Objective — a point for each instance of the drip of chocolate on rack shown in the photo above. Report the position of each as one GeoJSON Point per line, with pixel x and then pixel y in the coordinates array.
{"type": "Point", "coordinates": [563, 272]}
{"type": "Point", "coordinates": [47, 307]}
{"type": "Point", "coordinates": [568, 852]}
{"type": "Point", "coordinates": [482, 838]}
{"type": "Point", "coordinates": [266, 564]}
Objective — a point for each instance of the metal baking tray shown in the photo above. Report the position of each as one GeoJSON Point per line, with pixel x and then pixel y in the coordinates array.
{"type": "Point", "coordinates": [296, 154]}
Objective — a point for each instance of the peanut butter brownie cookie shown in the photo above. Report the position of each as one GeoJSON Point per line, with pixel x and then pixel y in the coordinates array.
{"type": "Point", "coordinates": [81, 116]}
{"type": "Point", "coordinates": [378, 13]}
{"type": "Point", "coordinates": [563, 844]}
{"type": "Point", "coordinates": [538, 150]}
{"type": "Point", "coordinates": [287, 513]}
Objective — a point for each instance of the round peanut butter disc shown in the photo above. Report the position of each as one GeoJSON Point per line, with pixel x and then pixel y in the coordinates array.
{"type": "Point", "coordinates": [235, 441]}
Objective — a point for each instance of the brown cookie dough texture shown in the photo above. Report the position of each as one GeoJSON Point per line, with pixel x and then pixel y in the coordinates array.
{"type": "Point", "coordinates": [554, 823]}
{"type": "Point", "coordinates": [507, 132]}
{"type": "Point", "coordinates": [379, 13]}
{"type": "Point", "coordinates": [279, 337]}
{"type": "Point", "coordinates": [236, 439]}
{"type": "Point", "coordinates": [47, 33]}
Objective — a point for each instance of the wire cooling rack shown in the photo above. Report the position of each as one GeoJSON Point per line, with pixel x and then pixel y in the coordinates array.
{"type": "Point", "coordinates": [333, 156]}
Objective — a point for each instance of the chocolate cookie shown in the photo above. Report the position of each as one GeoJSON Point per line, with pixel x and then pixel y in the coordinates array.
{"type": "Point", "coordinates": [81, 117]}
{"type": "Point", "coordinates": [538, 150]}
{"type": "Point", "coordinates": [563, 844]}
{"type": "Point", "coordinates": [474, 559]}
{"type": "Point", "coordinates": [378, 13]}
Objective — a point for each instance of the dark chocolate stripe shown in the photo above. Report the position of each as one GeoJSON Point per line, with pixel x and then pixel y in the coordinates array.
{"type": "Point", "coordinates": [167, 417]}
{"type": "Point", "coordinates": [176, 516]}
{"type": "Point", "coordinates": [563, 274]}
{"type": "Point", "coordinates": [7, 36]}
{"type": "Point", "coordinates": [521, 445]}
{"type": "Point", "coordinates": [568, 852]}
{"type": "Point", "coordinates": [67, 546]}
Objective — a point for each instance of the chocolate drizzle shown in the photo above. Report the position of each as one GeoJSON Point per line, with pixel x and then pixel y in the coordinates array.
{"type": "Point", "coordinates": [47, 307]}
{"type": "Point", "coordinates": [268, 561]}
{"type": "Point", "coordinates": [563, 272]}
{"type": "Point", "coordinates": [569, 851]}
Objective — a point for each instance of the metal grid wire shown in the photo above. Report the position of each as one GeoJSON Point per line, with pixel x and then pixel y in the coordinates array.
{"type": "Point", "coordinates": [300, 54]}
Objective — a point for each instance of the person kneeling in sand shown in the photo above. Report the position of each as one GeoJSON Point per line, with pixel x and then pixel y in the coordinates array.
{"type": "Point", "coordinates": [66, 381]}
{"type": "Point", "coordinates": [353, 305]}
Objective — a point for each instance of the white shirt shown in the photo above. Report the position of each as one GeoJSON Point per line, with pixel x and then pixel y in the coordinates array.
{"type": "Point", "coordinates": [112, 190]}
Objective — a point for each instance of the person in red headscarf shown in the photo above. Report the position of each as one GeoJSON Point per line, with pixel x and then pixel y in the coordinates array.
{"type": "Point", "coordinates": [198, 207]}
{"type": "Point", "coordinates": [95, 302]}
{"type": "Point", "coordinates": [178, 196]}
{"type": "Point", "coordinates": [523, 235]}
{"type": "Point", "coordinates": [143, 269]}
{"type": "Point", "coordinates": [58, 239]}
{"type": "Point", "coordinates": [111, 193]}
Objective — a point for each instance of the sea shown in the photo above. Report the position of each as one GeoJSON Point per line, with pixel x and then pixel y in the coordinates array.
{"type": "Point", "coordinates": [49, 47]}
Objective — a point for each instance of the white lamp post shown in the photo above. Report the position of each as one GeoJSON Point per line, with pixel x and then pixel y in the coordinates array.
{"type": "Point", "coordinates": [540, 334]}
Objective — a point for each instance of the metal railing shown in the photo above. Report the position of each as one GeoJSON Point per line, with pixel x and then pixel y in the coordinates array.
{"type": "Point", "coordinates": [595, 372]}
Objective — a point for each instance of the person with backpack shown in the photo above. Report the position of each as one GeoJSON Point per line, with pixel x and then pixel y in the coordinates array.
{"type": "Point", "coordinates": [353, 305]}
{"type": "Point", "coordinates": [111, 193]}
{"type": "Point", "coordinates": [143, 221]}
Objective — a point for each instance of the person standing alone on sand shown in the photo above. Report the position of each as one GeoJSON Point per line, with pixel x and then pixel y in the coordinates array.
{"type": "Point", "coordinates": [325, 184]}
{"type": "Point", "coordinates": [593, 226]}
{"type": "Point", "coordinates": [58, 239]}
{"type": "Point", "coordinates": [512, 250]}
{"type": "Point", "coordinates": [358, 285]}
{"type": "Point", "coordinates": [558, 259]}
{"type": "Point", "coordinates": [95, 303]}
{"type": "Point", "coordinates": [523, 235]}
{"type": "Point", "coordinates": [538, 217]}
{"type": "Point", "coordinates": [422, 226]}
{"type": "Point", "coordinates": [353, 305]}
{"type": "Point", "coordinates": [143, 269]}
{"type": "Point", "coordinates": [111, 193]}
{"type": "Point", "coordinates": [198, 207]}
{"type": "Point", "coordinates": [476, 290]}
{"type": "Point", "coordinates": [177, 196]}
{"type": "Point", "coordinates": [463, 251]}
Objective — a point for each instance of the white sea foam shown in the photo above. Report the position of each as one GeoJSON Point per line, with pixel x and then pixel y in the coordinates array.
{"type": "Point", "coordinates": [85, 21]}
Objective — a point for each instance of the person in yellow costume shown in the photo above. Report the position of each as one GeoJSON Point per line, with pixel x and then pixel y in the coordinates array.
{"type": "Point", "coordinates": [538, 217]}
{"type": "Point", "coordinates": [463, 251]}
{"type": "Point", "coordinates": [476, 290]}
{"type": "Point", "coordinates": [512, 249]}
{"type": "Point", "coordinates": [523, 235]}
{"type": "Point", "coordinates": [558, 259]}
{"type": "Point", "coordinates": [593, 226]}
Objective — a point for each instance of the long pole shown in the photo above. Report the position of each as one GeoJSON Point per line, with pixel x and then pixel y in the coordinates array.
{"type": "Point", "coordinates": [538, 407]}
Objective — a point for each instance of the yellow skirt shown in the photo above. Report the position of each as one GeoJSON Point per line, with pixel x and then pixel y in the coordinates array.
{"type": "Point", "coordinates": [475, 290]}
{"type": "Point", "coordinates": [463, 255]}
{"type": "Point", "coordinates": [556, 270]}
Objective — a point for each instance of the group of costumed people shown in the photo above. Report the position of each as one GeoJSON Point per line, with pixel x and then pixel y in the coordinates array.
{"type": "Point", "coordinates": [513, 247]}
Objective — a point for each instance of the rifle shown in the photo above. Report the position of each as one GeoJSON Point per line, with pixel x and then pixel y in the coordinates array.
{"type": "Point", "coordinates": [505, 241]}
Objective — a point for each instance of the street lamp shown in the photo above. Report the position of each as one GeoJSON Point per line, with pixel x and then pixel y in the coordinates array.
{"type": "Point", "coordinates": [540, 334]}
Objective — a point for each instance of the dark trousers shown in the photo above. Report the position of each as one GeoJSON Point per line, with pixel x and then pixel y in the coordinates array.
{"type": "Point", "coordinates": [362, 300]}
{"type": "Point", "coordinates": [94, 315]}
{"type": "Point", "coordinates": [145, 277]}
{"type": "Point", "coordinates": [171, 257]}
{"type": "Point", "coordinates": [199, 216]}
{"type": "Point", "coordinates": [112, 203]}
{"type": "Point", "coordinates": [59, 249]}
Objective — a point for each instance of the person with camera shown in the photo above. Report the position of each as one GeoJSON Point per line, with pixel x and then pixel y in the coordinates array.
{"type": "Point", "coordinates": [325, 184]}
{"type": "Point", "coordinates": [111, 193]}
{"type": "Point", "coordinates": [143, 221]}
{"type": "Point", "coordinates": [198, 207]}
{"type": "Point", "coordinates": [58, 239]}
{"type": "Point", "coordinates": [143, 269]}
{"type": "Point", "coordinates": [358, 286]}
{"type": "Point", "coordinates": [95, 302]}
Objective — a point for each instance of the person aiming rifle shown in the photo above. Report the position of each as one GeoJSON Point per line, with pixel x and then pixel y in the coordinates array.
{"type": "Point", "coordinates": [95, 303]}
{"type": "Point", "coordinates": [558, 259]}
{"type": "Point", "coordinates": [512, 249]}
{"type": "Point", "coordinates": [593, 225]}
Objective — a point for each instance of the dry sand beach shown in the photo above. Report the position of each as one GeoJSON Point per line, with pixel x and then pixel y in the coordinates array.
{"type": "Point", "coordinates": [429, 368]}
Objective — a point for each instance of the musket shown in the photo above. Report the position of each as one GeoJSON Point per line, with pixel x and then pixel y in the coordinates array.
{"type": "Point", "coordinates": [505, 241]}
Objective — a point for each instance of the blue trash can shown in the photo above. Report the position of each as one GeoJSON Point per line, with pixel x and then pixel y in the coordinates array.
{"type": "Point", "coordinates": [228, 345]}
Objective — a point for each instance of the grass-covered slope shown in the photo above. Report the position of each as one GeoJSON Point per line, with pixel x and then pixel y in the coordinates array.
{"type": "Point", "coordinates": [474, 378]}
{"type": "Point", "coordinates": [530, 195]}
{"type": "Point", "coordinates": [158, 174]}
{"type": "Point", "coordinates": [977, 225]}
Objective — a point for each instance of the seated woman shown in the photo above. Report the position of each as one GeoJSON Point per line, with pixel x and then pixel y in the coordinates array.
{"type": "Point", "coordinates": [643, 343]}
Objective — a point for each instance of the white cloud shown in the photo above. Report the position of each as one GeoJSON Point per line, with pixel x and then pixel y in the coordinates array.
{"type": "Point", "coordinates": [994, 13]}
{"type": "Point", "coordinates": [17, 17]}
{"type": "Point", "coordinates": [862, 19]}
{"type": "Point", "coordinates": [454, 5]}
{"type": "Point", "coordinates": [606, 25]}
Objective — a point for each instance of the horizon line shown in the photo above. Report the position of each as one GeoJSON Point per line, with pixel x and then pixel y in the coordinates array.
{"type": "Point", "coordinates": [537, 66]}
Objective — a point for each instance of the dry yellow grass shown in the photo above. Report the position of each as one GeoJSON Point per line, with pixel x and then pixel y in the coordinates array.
============================================================
## Written instruction
Locate "Objective — a point for each instance of the seated" in the material, then quote the line that contains it and all lines after it through the final one.

## Result of the exercise
Objective — a point for each instance of the seated woman shown in the photo above. Report the position of each as one GeoJSON Point per line, with pixel x and then pixel y in the coordinates array.
{"type": "Point", "coordinates": [643, 343]}
Objective — a point for each instance of the white cloud shown in the photo above. Report the position of each as one GeoJSON Point per line, with pixel x and then pixel y in the coordinates array.
{"type": "Point", "coordinates": [994, 13]}
{"type": "Point", "coordinates": [17, 17]}
{"type": "Point", "coordinates": [862, 19]}
{"type": "Point", "coordinates": [454, 5]}
{"type": "Point", "coordinates": [606, 25]}
Objective — a point for each instance of the horizon line shown in the photo above. Report the position of each as one GeoJSON Point per line, with pixel x and then pixel y in the coordinates array.
{"type": "Point", "coordinates": [537, 66]}
Objective — a point for each instance of the dry yellow grass shown in the photo above. Report the position of each as one GeoJSON Point per line, with pixel x and then pixel y in the coordinates array.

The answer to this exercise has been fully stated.